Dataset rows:

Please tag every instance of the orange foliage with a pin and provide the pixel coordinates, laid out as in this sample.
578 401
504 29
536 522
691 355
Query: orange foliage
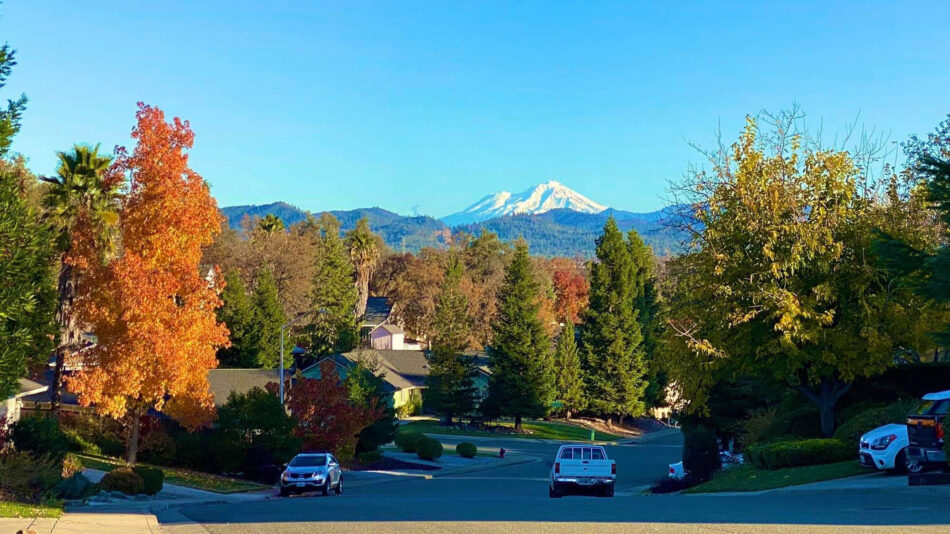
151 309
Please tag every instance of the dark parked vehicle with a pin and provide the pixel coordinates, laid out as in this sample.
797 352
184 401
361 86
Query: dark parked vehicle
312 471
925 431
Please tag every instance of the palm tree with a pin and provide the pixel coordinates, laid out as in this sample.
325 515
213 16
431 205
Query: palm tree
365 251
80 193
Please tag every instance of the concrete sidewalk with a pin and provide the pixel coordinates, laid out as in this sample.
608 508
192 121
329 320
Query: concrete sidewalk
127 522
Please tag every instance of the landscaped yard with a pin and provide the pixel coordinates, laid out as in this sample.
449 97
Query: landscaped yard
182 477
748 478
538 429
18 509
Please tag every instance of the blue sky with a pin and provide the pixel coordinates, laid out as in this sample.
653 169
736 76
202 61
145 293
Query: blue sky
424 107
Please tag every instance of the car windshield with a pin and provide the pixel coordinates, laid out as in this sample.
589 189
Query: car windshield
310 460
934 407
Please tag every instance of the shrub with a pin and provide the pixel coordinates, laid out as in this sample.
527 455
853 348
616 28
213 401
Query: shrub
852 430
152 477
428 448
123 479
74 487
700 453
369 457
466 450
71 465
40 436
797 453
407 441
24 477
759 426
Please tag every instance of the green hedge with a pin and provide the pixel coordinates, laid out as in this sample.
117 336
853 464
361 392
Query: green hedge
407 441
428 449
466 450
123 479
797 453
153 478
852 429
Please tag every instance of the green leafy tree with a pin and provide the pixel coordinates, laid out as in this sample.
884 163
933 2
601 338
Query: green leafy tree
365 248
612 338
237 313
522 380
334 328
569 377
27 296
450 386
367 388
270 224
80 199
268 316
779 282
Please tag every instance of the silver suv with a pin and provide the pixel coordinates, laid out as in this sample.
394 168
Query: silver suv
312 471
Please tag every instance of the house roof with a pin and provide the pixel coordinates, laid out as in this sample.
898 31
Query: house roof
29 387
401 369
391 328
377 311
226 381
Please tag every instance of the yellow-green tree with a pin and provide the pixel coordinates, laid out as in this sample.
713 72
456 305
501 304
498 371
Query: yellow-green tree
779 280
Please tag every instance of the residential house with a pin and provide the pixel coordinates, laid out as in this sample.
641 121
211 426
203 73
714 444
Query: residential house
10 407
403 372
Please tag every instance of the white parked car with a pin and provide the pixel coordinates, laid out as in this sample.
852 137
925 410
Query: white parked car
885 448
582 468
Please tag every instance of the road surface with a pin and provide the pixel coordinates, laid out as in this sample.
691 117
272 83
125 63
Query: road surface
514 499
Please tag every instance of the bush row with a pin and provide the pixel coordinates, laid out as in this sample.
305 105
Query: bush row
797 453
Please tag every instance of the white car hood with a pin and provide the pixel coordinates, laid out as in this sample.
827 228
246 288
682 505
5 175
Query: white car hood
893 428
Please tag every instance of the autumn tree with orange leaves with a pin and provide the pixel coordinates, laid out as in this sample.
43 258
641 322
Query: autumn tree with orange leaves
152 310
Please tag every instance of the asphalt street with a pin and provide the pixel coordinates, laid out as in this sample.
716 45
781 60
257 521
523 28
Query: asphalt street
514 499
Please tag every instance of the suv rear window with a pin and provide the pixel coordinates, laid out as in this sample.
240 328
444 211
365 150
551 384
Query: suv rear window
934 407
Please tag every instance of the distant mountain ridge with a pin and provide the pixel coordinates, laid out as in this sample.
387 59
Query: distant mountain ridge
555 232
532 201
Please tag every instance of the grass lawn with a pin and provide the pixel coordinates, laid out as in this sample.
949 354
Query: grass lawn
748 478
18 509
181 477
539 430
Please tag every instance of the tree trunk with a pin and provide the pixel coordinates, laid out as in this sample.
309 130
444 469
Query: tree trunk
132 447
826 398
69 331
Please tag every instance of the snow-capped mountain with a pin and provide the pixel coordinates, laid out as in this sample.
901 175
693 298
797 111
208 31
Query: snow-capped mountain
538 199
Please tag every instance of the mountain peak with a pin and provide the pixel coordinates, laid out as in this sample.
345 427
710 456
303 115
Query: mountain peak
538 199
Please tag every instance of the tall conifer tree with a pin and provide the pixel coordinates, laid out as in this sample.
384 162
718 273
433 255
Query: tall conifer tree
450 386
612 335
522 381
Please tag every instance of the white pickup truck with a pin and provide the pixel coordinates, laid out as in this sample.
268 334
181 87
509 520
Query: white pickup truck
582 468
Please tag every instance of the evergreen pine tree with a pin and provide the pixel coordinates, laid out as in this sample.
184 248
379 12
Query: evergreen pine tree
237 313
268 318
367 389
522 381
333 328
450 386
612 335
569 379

> Exercise description:
Give back the lines above exactly, from the one with "Please tag every instance of the tree" through the last line.

> Solution to the exercise:
Please tag every instance of the tree trunk with a pin and provide the pixel coordinates, laid out as in this sample.
309 130
444 469
Query: tree trunk
132 447
826 398
69 331
Please tag every instance of the snow-capped mountain with a pin and provide the pixel coordinates, laid out as in this sample.
901 175
693 298
797 111
208 31
Query: snow-capped mountain
538 199
Please tag every instance of the mountain peak with a pin and provide the pixel coordinates, laid out as in this sample.
345 427
710 456
303 115
Query: mountain peak
538 199
Please tag every instance of the tall conifer tree with a pin and provide the pixel coordinates, laid out as in this sample.
384 162
718 273
433 255
Query: tall conifer tree
450 386
612 335
522 381
Please tag every instance of the white pickup truck with a pin and provide the pixel coordinates, laid out as in this sample.
268 334
181 87
509 520
Query: white pickup truck
582 468
Please tag every instance of the evergreen pine tree with a pin and provide the pixel coordinates, laid out as in this sample.
184 248
379 12
Query: evergreen pine tree
237 313
268 318
367 389
522 381
333 328
450 386
612 335
569 379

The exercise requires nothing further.